• [PROBLEM TO WORK ON] Write out every entry precisely as given, leaving the pictures out.
-- START --
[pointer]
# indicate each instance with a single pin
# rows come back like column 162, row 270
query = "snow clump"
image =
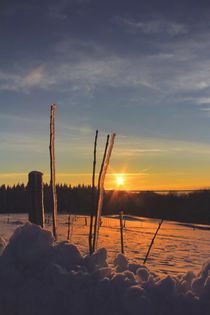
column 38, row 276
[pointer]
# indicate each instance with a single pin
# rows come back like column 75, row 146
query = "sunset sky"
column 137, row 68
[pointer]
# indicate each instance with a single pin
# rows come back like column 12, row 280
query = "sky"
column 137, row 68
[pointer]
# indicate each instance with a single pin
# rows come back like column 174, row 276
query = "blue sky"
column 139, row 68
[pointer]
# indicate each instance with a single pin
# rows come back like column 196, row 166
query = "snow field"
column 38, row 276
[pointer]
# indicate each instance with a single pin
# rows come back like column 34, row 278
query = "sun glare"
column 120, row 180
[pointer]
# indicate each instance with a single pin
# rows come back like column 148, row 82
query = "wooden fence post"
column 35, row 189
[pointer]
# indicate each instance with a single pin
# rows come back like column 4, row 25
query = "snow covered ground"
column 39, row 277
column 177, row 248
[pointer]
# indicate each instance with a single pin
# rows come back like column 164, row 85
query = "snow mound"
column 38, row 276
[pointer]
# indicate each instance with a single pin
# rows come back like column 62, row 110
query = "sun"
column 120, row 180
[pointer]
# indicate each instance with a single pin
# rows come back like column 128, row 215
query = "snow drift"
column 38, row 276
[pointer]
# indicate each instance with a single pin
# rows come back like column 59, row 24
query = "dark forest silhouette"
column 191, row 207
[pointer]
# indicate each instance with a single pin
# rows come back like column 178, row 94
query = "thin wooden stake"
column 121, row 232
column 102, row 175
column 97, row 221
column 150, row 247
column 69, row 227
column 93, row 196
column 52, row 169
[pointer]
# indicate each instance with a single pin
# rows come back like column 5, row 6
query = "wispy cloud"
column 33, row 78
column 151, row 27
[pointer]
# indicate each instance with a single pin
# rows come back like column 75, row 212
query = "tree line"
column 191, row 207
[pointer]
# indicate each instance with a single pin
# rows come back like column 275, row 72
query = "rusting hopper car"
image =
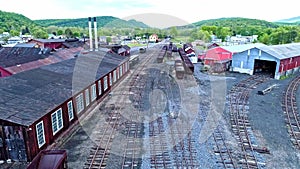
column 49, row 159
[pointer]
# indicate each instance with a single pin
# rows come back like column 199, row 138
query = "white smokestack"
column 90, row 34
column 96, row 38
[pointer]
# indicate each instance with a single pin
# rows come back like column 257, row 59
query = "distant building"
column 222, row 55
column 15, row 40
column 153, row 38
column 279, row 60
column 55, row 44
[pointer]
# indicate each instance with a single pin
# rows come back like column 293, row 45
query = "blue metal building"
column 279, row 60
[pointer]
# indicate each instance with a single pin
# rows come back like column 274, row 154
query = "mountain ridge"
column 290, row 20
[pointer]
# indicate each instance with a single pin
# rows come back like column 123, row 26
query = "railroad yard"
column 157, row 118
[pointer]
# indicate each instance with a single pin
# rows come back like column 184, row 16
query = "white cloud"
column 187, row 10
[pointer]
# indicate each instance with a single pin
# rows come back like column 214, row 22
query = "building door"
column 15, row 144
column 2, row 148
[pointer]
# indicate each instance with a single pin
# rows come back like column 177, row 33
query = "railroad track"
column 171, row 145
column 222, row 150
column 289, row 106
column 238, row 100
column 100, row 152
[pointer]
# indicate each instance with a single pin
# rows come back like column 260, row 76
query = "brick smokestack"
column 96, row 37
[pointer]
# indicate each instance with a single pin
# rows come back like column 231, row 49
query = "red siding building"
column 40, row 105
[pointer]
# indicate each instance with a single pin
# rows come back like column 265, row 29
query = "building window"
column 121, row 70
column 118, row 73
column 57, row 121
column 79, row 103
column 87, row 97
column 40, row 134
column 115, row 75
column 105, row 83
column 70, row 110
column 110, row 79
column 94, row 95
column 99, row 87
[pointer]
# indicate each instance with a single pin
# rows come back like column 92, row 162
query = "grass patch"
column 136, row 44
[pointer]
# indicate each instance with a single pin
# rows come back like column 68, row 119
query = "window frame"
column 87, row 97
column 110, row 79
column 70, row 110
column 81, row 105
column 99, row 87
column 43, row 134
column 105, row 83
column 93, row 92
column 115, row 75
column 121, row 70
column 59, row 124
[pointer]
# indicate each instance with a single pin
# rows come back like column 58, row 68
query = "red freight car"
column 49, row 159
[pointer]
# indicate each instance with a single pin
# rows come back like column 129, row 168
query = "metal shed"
-- END --
• [WRITTEN RESPONSE]
[pointer]
# indicate each instance with a single pin
# rows come back like column 162, row 270
query = "snow clump"
image =
column 38, row 276
[pointer]
# indicate each instance with a single pin
# rows come back like column 75, row 146
query = "sunset sky"
column 137, row 68
[pointer]
# indicate each instance with a single pin
# rows come back like column 12, row 280
query = "sky"
column 137, row 68
[pointer]
# indicate each instance with a single pin
# rows come back like column 174, row 276
query = "blue sky"
column 139, row 68
[pointer]
# indicate each instance with a single pin
# rows come back like column 196, row 166
query = "snow field"
column 38, row 276
[pointer]
# indicate each instance with a single pin
# rows come back like column 34, row 278
query = "sun glare"
column 120, row 180
[pointer]
# indicate each instance with a single pin
# rows come back like column 148, row 82
query = "wooden fence post"
column 35, row 189
[pointer]
# indicate each instance with a single pin
# rows come back like column 4, row 25
query = "snow covered ground"
column 39, row 277
column 177, row 248
[pointer]
# indicate each instance with a single pin
# rows come back like column 164, row 85
query = "snow mound"
column 38, row 276
[pointer]
# indicate each instance with a single pin
# rows come back like column 62, row 110
query = "sun"
column 120, row 180
[pointer]
# indicate each instance with a single pin
# rows come back like column 128, row 215
query = "snow drift"
column 38, row 276
[pointer]
# indicate each instance with a single pin
# rows come back like column 59, row 24
query = "dark forest silhouette"
column 191, row 207
[pointer]
# indicate each instance with a single pin
# rows come back like column 178, row 94
query = "thin wooden stake"
column 121, row 232
column 102, row 175
column 97, row 221
column 150, row 247
column 69, row 227
column 93, row 196
column 52, row 169
[pointer]
# indicate each instance with a single pin
# rows come back like column 5, row 6
query = "wispy cloud"
column 33, row 78
column 151, row 27
[pointer]
# indicate each instance with a single pin
# rows come back like column 75, row 212
query = "tree line"
column 191, row 207
[pointer]
# indicate each instance with a single pin
# rows come back like column 275, row 72
query = "rusting hopper car"
image =
column 49, row 159
[pointer]
# indicate each instance with a single pin
# rows come back like column 199, row 138
query = "white smokestack"
column 90, row 34
column 96, row 38
[pointer]
# indicate each instance with a single pin
# rows come back like column 257, row 59
query = "distant building"
column 222, row 55
column 15, row 40
column 153, row 38
column 279, row 60
column 55, row 44
[pointer]
# indicate each instance with a single pin
# rows come back like column 293, row 45
query = "blue metal building"
column 279, row 60
[pointer]
# indicate each instance with a single pin
# rows come back like column 274, row 154
query = "mountain ridge"
column 290, row 20
[pointer]
# indicate each instance with a single pin
# rows come back like column 123, row 26
query = "railroad yard"
column 157, row 118
[pointer]
# indicate each instance with a single pin
# rows come back like column 184, row 16
query = "white cloud"
column 187, row 10
[pointer]
# indicate each instance with a single pin
# rows come back like column 214, row 22
query = "building door"
column 15, row 144
column 2, row 148
[pointer]
# indicate each instance with a single pin
# rows come back like column 177, row 33
query = "railroad track"
column 171, row 145
column 222, row 150
column 289, row 106
column 238, row 100
column 100, row 152
[pointer]
# indicate each instance with a single pin
# rows come back like column 260, row 76
query = "brick smokestack"
column 96, row 37
[pointer]
# indicate each instance with a single pin
# rows come back like column 231, row 49
query = "red siding building"
column 40, row 105
[pointer]
# indicate each instance with a single pin
# rows come back like column 265, row 29
query = "building window"
column 121, row 70
column 118, row 73
column 57, row 121
column 79, row 103
column 87, row 97
column 40, row 134
column 115, row 75
column 105, row 83
column 70, row 110
column 110, row 79
column 94, row 95
column 99, row 87
[pointer]
# indicate each instance with a single pin
# rows come back like column 92, row 162
query = "grass patch"
column 136, row 44
[pointer]
# indicate each instance with a single pin
# rows come back like column 68, row 119
query = "window frame"
column 87, row 97
column 110, row 79
column 70, row 110
column 81, row 105
column 99, row 87
column 43, row 134
column 105, row 83
column 93, row 92
column 115, row 75
column 121, row 70
column 59, row 124
[pointer]
# indicate each instance with a single pin
# rows come back like column 58, row 68
query = "red freight car"
column 49, row 159
[pointer]
# indicate each instance with a single pin
# rows come back like column 129, row 168
query = "metal shed"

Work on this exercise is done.